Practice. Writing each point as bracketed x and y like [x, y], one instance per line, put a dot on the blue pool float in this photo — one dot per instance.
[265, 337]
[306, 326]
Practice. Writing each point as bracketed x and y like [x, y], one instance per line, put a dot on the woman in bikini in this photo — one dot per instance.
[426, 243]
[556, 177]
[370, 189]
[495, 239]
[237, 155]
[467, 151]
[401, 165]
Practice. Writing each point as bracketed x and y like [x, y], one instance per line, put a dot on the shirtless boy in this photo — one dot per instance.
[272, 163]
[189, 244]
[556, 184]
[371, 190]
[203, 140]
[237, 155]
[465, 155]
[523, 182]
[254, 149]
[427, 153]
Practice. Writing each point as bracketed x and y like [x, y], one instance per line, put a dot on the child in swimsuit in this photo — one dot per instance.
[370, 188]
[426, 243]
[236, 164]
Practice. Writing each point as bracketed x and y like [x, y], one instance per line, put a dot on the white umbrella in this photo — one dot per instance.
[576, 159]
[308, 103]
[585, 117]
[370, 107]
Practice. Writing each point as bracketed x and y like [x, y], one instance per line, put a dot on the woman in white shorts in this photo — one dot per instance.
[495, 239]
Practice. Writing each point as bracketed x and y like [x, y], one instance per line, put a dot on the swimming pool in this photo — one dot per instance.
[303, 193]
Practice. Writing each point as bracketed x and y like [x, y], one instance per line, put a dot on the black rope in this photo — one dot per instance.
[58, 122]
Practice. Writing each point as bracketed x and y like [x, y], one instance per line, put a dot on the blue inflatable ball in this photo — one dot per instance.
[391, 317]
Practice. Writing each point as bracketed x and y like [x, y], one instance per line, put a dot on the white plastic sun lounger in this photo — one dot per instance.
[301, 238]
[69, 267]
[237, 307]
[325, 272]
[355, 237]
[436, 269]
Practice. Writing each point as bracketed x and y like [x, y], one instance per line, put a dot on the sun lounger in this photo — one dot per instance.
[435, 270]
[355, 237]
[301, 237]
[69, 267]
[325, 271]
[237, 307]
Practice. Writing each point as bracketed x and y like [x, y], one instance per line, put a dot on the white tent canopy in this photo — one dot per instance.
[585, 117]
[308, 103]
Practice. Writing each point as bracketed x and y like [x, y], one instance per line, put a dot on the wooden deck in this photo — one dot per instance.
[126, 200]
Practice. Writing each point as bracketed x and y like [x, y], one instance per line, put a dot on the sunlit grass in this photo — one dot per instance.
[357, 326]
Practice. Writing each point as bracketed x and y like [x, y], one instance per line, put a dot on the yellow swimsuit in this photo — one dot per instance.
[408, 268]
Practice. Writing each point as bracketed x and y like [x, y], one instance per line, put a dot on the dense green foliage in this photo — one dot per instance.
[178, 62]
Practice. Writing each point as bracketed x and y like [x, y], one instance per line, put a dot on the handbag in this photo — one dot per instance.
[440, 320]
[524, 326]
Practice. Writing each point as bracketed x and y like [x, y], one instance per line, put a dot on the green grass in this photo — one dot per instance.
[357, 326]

=====

What to work on: Print the material above once more, exactly.

Output:
Practice. Writing each point as bracketed x and y like [x, y], one instance per line, put a dot on the blue pool float in this photo — one dot per instance.
[265, 337]
[306, 326]
Practice. Writing each point as bracketed x and y like [x, y], one instance per line, put a dot on the woman in bikini in this photo — one dot per instance.
[426, 243]
[556, 177]
[370, 189]
[495, 239]
[237, 155]
[467, 151]
[401, 165]
Practice. Writing each point as bracketed x and y like [x, y], one instance per line, put a dot on the shirtless boy in this photo — one dot per instance.
[272, 163]
[189, 244]
[556, 184]
[371, 190]
[203, 140]
[237, 155]
[465, 155]
[523, 182]
[254, 149]
[427, 153]
Practice. Writing each point as bracketed x and y like [x, y], one instance per line, put a dot on the child in swimsuit in this photo — one dot per instance.
[370, 188]
[426, 243]
[236, 164]
Practice. Writing each point as bracketed x and y like [x, y], one instance per line, put a dot on the white umbrella in this photo — one dot per instance.
[576, 159]
[308, 103]
[585, 117]
[370, 107]
Practice. Writing each point as bracketed x and y like [x, y], one instance per line, put a dot on the woman in white shorts in this photo — one dot per instance.
[495, 239]
Practice. Writing each point as bracketed x and y like [x, y], one instance per line, put a dot on the swimming pool in this photo — one dot per instance.
[303, 193]
Practice. Writing each point as bracketed x and y like [x, y], one instance per line, put a dot on the black rope in this photo — one dot per instance.
[58, 122]
Practice. Writing each point as bracketed x and y like [x, y], one instance per line, put a dot on the blue inflatable ball in this photo — one dot per instance.
[391, 317]
Practice. Writing each point as bracketed x and y like [x, y], one instance per line, put a dot on the white plastic sun lounger in this photo — one dot per instance.
[301, 238]
[69, 267]
[237, 307]
[325, 272]
[355, 237]
[436, 269]
Practice. Writing each point as bracketed x and y like [x, y], one instance per line, put a dot on the sun lounger in this photo — one dot per instance.
[435, 270]
[355, 237]
[301, 237]
[69, 267]
[325, 271]
[237, 307]
Practice. Writing each point as bracketed x and y like [x, y], one instance per line, put a dot on the white tent canopy in this photo — one dot per instance.
[585, 117]
[308, 103]
Practice. Writing each point as bracketed x and y like [x, y], one instance per line, put a dot on the wooden deck in this photo — one dot per instance.
[126, 200]
Practice. Writing each point as bracketed x and y like [x, y], one instance per line, put a dot on the sunlit grass in this photo — one dot per instance.
[357, 326]
Practice. Writing each point as bracketed x and y like [x, y], one instance per line, put a dot on the yellow swimsuit in this photo — one dot per instance.
[408, 268]
Practice. Writing each point as bracketed x and y like [x, y], one instance per line, put a dot on the dense green foliage in this photo — one dot per instance.
[178, 62]
Practice. Writing each point as bracketed x and y like [x, y], one instance per line, put a dot on the handbag in this photo — one dot per instance.
[440, 320]
[524, 326]
Practice. Writing each point as bracketed x and y like [x, y], one instance per line, put a dot on the green grass in this photo — one dot per instance.
[357, 326]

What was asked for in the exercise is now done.